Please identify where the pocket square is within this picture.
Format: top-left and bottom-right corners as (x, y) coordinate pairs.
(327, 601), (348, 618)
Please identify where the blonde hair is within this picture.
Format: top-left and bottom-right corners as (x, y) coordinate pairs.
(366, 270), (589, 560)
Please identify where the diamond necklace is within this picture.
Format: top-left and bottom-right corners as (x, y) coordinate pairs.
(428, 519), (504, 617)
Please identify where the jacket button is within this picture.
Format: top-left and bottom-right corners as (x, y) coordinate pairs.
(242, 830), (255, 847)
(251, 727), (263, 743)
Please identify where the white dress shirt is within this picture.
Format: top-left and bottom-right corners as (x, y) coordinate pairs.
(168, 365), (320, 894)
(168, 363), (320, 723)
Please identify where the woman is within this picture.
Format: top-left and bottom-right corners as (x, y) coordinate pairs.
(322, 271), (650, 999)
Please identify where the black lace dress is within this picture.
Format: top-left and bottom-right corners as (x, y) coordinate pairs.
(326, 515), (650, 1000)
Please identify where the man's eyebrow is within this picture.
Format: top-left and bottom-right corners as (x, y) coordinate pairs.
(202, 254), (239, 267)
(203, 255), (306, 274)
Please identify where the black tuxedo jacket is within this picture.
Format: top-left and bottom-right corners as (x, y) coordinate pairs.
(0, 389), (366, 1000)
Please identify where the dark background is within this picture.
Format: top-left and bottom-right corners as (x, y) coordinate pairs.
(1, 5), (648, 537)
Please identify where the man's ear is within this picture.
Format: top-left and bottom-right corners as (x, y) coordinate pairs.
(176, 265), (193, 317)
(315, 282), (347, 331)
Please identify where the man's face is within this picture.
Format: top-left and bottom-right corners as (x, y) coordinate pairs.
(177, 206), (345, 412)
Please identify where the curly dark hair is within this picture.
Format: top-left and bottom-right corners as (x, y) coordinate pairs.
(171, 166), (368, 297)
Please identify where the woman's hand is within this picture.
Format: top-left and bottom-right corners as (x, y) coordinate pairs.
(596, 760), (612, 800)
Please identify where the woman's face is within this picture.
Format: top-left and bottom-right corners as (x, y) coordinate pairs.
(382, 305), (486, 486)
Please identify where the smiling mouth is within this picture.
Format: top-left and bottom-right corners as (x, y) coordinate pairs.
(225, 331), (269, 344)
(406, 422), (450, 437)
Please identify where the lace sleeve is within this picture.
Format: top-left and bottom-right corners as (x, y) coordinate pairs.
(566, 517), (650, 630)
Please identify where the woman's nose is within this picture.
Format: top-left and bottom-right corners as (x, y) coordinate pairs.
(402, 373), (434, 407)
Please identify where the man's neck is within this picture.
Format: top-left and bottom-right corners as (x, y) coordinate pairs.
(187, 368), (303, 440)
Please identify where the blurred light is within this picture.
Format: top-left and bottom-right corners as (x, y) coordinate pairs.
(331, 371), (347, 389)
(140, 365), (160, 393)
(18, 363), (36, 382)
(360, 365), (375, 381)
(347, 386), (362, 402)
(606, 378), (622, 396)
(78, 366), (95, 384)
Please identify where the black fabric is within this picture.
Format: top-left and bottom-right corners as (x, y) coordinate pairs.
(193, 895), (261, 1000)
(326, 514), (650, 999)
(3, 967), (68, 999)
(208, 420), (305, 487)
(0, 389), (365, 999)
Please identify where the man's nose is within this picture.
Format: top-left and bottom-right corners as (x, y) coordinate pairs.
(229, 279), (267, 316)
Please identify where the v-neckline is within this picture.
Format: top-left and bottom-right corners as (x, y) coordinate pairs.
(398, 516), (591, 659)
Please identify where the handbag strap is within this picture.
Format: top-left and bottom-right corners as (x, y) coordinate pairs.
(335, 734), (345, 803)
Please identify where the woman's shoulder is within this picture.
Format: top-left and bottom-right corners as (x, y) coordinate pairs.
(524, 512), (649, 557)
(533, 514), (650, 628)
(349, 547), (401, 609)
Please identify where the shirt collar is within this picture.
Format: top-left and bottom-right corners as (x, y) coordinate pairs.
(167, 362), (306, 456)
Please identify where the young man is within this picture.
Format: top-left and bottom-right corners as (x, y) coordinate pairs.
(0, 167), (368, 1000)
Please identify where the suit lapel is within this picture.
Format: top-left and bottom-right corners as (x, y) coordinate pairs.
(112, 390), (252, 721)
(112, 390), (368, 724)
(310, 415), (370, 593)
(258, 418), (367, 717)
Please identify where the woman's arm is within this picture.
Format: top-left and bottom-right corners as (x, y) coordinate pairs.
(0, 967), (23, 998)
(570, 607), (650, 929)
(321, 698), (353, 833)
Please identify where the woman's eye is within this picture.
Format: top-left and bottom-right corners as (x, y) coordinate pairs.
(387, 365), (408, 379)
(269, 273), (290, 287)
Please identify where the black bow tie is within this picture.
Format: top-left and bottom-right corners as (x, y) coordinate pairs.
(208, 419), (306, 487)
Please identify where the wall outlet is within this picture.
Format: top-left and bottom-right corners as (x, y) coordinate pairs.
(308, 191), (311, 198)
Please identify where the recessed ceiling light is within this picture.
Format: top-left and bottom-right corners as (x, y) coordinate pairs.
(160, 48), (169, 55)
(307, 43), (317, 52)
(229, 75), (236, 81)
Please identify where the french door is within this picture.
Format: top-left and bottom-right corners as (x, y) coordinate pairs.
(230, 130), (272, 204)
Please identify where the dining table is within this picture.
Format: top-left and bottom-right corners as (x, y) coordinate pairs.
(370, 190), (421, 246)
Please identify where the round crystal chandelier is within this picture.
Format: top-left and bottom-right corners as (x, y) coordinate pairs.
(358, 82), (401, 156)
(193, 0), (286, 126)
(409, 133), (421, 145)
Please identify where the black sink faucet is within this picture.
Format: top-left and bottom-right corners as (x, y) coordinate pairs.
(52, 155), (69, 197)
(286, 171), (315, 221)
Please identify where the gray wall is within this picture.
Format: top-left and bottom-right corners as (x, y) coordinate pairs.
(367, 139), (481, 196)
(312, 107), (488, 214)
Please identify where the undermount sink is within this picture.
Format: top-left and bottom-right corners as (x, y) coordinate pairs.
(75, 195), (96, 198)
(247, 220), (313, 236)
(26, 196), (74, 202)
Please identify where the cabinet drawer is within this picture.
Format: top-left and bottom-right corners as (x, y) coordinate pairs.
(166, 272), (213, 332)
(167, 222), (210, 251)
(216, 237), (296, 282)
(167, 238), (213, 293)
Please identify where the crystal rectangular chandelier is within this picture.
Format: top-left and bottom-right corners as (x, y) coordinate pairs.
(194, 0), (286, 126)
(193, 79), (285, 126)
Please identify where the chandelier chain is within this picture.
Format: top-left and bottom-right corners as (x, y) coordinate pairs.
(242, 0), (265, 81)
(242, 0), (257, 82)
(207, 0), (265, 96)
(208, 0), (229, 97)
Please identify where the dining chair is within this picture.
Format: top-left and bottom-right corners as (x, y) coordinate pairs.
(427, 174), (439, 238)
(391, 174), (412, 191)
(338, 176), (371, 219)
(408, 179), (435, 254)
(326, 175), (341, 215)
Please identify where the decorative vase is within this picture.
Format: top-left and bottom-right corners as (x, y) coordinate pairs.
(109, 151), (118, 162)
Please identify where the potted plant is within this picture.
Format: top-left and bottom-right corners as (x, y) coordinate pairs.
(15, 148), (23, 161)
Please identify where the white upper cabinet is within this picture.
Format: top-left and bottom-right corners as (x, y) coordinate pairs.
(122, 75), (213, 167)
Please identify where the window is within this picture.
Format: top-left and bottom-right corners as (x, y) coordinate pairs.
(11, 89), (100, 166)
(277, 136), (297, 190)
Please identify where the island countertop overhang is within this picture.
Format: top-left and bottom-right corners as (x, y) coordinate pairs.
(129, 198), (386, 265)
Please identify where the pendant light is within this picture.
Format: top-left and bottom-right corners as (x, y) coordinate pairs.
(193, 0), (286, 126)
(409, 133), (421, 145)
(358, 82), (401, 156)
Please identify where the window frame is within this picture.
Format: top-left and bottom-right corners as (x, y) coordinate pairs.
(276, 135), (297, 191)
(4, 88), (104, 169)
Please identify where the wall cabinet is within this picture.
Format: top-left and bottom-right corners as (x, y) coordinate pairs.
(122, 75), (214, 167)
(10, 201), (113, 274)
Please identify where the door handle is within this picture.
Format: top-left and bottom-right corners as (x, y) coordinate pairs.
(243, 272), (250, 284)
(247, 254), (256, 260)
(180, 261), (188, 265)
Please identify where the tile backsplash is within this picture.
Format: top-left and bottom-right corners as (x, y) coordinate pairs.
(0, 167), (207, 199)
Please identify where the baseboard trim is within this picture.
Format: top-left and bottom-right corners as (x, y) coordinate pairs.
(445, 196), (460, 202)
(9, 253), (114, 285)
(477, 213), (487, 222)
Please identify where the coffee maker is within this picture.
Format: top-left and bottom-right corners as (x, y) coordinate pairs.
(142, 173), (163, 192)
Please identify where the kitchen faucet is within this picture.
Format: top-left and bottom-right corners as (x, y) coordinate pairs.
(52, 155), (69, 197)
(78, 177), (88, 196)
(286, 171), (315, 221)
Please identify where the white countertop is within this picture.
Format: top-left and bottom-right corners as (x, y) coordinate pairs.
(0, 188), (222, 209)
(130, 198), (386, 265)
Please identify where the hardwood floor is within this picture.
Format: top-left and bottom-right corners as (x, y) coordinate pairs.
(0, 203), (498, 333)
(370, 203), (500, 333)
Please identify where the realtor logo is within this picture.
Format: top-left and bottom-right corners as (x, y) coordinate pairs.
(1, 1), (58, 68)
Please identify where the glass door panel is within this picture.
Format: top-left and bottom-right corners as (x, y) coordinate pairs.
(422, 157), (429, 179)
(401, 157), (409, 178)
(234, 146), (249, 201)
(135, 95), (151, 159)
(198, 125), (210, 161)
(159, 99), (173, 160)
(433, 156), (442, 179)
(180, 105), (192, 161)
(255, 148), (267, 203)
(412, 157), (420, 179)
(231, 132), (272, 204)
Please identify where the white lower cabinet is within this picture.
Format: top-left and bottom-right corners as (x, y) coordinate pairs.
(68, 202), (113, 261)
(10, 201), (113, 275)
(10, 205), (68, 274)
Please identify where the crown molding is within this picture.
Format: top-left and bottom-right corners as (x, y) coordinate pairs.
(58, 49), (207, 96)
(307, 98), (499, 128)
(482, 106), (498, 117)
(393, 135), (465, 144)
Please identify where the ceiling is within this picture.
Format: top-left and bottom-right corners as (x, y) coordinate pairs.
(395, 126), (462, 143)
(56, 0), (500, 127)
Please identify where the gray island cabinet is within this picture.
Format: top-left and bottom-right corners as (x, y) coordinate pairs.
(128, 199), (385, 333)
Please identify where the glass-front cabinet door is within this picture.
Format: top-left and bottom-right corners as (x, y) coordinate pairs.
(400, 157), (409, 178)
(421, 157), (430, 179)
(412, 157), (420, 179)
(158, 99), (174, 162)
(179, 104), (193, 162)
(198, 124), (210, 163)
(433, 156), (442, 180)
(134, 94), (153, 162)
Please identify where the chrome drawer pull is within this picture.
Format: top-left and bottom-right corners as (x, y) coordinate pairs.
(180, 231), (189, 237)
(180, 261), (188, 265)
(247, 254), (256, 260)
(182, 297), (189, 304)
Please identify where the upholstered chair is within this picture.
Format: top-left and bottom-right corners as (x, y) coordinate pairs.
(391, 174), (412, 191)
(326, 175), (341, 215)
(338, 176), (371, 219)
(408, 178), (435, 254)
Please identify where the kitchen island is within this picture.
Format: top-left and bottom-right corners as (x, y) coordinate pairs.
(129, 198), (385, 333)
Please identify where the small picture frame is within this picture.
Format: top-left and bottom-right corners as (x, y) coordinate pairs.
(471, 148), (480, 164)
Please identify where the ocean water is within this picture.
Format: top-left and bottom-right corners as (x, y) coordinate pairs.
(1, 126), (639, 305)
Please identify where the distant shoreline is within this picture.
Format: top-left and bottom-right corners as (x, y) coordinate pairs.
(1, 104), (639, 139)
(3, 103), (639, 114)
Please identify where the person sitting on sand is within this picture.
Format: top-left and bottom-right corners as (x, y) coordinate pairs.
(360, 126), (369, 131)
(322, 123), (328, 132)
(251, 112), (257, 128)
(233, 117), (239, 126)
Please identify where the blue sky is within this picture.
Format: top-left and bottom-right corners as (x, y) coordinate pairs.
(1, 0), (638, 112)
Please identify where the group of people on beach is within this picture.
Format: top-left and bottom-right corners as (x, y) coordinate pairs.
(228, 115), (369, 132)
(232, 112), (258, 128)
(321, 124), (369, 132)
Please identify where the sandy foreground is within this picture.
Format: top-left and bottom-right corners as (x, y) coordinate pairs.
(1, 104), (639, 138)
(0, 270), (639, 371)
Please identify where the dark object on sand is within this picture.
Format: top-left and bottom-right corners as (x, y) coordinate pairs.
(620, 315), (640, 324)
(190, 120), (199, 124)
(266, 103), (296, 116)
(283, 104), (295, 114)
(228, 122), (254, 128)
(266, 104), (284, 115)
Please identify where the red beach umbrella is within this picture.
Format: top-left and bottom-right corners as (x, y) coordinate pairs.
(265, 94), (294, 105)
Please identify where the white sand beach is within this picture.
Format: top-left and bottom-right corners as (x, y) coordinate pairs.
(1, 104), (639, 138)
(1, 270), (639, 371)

Task directions:
Using the entries above, output exactly the lines between the line holding "Please identify where the dark background" and the line holding "Please identify where the man's face", end lines included, and nothing more.

Result for this task:
Please identify where the dark background is within this picture.
Format: top-left and bottom-right corners as (x, y) coordinate pairs.
(1, 5), (648, 537)
Please identify where the man's ear is within this picture.
Format: top-left and bottom-right corners as (x, y) coordinate pairs.
(176, 265), (193, 317)
(315, 282), (347, 331)
Please identify where the man's face is within this picture.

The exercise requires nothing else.